>>

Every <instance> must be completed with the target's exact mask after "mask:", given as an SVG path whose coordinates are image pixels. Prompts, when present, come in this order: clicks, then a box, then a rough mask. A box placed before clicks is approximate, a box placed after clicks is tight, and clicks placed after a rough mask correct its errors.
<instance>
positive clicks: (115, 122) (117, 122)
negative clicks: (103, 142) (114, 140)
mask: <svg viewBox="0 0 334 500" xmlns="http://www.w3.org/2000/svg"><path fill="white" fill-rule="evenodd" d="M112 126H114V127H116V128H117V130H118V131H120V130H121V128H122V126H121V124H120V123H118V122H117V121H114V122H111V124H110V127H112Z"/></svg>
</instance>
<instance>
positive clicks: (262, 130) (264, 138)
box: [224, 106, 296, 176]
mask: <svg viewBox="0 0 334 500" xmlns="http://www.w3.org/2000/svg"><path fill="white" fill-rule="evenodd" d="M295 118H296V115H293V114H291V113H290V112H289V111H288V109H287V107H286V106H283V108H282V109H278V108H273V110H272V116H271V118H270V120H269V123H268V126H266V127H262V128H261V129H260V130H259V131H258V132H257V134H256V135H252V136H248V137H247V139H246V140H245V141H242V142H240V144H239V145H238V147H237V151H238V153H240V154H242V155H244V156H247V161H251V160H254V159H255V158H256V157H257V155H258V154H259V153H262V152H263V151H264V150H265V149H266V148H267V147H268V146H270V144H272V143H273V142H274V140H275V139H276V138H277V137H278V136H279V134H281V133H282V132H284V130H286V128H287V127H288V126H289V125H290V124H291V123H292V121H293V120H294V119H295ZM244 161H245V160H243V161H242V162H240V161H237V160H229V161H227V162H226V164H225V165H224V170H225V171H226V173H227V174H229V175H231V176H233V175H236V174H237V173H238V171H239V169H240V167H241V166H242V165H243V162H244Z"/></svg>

<<

EXERCISE BRIEF - Can you relabel every "positive clicks" in the records above as "foreground clicks", leaving the rest of the records unchanged?

OUTPUT FOR THIS TASK -
Every <instance> must be completed with the target's exact mask after "mask:", given as an SVG path whose coordinates are image pixels. Prompts, when present, come in this order: clicks, then a box, then a rough mask. A box placed before clicks is approximate, a box placed after clicks is tight, and clicks placed after a rough mask correct its errors.
<instance>
foreground clicks: (115, 122) (117, 122)
negative clicks: (103, 142) (114, 140)
mask: <svg viewBox="0 0 334 500" xmlns="http://www.w3.org/2000/svg"><path fill="white" fill-rule="evenodd" d="M112 126H114V127H116V128H117V130H118V131H120V130H121V128H122V126H121V124H120V123H118V122H117V121H114V122H111V124H110V127H112Z"/></svg>
</instance>
<instance>
foreground clicks: (262, 130) (264, 138)
box: [224, 106, 296, 176]
mask: <svg viewBox="0 0 334 500" xmlns="http://www.w3.org/2000/svg"><path fill="white" fill-rule="evenodd" d="M295 118H296V115H293V114H291V113H290V112H289V111H288V109H287V107H286V106H283V108H282V109H278V108H273V110H272V116H271V118H270V120H269V123H268V126H266V127H262V128H261V129H260V130H259V131H258V132H257V134H256V135H252V136H248V137H247V139H246V140H245V141H242V142H240V144H239V145H238V147H237V151H238V153H240V154H242V155H244V156H247V161H251V160H254V159H255V158H256V157H257V155H258V154H259V153H262V152H263V151H264V150H265V149H266V148H267V147H268V146H270V144H272V143H273V142H274V140H275V139H276V138H277V137H278V136H279V134H281V133H282V132H284V130H286V128H287V127H288V126H289V125H290V124H291V123H292V121H293V120H294V119H295ZM244 161H245V160H243V161H242V162H240V161H237V160H229V161H227V162H226V164H225V165H224V170H225V171H226V173H227V174H229V175H231V176H233V175H236V174H237V173H238V171H239V169H240V167H241V166H242V165H243V162H244Z"/></svg>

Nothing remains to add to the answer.